#### Prompt
Scan the records below. Copy every line in which the word "roof" appears.

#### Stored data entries
· · ·

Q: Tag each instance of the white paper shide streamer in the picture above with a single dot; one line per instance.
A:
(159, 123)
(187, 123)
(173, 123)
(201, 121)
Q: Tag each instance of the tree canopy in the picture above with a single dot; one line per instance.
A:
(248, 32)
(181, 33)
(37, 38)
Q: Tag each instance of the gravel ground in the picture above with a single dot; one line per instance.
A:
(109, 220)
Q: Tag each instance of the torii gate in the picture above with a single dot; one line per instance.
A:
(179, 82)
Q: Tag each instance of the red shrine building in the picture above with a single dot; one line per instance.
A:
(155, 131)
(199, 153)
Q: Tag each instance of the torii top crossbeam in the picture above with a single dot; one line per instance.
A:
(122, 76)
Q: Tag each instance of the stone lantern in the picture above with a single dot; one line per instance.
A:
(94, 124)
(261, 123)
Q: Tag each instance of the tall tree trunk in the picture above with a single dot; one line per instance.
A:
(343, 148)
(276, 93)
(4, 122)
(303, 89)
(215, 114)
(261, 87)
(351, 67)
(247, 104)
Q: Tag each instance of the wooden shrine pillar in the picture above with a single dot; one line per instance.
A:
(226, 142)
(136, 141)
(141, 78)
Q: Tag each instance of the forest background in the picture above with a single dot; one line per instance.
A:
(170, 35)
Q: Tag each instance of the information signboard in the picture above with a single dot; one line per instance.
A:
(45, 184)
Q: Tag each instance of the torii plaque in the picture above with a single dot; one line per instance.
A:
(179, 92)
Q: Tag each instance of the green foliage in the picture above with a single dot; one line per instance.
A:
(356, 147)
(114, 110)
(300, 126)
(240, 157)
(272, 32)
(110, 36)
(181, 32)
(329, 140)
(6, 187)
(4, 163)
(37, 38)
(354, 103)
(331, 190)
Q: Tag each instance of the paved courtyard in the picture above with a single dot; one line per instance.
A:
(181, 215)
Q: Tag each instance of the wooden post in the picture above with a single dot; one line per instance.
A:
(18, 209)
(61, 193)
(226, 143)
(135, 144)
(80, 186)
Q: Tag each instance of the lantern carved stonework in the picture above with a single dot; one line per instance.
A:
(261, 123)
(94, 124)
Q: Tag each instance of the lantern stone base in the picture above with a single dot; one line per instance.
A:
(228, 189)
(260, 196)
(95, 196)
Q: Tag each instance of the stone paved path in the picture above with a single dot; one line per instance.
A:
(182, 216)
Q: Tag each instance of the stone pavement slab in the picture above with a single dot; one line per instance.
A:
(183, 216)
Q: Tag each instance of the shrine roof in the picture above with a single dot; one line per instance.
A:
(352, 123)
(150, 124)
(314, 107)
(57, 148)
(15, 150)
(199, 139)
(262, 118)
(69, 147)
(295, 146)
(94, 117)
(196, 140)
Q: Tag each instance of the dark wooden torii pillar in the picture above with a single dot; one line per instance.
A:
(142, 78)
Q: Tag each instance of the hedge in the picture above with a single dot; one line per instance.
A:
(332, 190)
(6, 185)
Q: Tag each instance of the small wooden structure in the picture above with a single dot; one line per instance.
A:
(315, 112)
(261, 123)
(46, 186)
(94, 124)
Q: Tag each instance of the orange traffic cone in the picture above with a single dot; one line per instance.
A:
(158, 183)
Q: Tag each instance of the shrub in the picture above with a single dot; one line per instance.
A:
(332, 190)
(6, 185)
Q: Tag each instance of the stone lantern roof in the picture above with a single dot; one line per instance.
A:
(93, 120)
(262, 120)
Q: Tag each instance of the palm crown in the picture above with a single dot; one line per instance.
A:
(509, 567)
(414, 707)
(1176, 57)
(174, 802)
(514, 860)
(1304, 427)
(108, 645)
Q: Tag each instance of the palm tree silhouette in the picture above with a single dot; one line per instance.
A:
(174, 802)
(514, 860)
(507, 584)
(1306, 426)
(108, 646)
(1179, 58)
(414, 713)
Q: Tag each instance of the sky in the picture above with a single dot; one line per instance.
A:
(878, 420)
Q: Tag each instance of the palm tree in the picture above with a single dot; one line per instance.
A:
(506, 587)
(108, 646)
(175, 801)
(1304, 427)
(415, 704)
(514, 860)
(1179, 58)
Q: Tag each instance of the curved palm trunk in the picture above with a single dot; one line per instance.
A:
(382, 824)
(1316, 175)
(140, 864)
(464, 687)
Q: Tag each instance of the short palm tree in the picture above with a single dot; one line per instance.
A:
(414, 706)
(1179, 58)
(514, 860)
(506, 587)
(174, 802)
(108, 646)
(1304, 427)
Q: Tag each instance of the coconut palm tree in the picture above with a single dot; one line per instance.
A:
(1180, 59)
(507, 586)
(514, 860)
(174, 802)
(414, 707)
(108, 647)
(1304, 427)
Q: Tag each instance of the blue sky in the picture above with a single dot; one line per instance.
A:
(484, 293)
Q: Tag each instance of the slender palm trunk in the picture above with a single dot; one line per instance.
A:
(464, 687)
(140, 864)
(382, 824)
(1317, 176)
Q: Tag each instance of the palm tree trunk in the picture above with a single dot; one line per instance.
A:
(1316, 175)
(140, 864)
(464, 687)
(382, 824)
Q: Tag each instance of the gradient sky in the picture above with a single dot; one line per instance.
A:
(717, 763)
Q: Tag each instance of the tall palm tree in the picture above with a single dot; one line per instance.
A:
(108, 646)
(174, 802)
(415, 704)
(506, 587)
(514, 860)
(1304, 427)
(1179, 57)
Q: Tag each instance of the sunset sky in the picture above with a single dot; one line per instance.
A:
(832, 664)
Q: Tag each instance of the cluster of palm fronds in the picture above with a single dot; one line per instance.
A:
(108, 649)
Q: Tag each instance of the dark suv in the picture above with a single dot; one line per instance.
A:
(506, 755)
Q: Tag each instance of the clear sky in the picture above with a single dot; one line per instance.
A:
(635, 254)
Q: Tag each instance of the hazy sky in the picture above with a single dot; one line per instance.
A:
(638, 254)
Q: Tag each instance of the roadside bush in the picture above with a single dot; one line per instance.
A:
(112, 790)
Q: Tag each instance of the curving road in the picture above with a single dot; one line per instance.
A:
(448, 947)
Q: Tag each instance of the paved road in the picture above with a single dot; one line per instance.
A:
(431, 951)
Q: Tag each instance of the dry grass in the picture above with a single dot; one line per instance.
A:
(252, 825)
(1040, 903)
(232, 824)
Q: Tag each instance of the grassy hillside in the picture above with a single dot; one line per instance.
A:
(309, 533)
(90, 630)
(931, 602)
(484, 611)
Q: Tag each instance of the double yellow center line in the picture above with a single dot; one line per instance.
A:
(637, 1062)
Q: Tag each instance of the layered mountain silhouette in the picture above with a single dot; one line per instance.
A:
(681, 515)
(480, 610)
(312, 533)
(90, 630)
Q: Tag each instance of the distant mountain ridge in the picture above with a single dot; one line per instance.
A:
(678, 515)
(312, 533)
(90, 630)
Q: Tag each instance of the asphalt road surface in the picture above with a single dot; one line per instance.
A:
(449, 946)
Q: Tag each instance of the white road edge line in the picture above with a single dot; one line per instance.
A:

· · ·

#### Answer space
Q: Tag each instance of the shrine roof in the picture above with a single dot; one line per instance.
Q: Tag each instance of the stone lantern roof in the picture above with a single dot; one line per instance.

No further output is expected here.